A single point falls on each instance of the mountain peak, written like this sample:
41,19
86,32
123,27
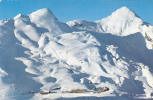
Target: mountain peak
45,12
125,12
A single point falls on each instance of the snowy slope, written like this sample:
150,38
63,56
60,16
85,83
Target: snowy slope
39,53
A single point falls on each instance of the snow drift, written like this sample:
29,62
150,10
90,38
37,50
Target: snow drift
39,53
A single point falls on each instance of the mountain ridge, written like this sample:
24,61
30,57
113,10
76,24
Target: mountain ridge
40,53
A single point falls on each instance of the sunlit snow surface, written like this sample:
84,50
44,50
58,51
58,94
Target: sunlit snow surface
39,53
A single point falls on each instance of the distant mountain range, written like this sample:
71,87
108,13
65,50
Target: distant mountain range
40,53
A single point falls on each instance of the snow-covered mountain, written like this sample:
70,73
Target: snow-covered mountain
39,53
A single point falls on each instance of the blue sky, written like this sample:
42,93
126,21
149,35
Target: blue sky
68,10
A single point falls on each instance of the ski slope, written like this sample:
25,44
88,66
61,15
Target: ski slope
40,53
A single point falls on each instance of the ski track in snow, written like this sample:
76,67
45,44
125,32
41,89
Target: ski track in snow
39,53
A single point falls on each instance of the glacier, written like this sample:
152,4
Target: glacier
40,53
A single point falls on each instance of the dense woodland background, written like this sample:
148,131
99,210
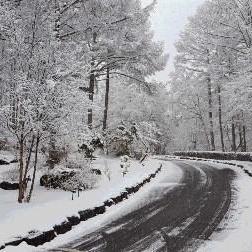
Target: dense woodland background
211,85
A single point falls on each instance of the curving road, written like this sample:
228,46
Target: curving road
177,219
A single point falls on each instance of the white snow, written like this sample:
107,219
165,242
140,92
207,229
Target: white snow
136,201
234,234
237,229
50,207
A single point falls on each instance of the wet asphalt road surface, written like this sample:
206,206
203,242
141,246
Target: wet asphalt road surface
177,219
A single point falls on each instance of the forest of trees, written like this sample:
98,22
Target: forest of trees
75,72
211,86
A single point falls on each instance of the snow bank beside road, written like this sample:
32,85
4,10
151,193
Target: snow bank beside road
234,232
52,207
235,235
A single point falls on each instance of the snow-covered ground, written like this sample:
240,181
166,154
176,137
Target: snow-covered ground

Exercise prompt
Except for the pictures, return every line of the material exactly.

Answer to this exercise
A single point falls on each instance of the mountain peak, written like this sample:
41,19
86,32
123,27
Target: mountain peak
45,12
125,12
A single point falls on each instance of the snowy slope, written like this sample:
150,38
63,56
60,16
85,83
Target: snowy slope
39,53
A single point falls on each instance of the snow drift, written like this sample:
29,62
150,10
90,38
37,50
Target: snow drift
39,53
A single point falls on each instance of the mountain ridge, written like this sample:
24,61
30,57
113,10
76,24
Target: mountain ridge
40,53
A single point falls on each instance of the sunlit snow surface, written like this sample:
84,50
44,50
58,51
58,94
Target: sunlit snow surface
39,53
A single point falls on each instance of the distant mountain range, written like this sample:
71,87
108,13
65,50
Target: distant mountain range
40,53
A single point falls on each instance of the snow-covered mountain, written like this sample:
70,73
Target: snow-covered mountain
39,53
A single point falls on each instance of the blue sky, written like this sample:
42,93
126,21
149,35
Target: blue sky
68,10
A single point falls on each instance of the ski slope, written like this sample:
25,44
88,66
61,15
Target: ski slope
40,53
A single point falls on each instance of the ski track in snow, written like this sample:
76,67
45,44
125,32
41,89
Target: ski track in snow
39,53
A single point falls on each instance of the glacier, written like this sample:
152,4
Target: glacier
40,53
A single point falls on each instance of the dense woodland background, written like this sample:
148,131
99,210
Target: dense woodland background
211,85
A single point falls on each instance of the curving road, written like this sample:
228,46
Target: curving road
177,219
A single point falls on each instance of the white snow, written like this sample:
107,219
165,242
140,92
207,229
Target: white snow
136,201
234,234
237,229
50,207
A single point falls on each instance of the wet asphalt road surface, written like this sample:
206,206
203,242
141,246
Target: wet asphalt road surface
177,219
A single point falls on each instance of the forest of trees, written like this sample:
98,22
Target: forest of trees
75,72
211,86
A single point falls on each instance of the snow bank beside road, written like this sample:
32,85
4,10
151,193
Target: snow bank beside road
234,232
52,207
235,235
A single point falls on each instance of the snow-covered ground, written like this sample:
240,181
166,154
176,137
Target: snow-covered ground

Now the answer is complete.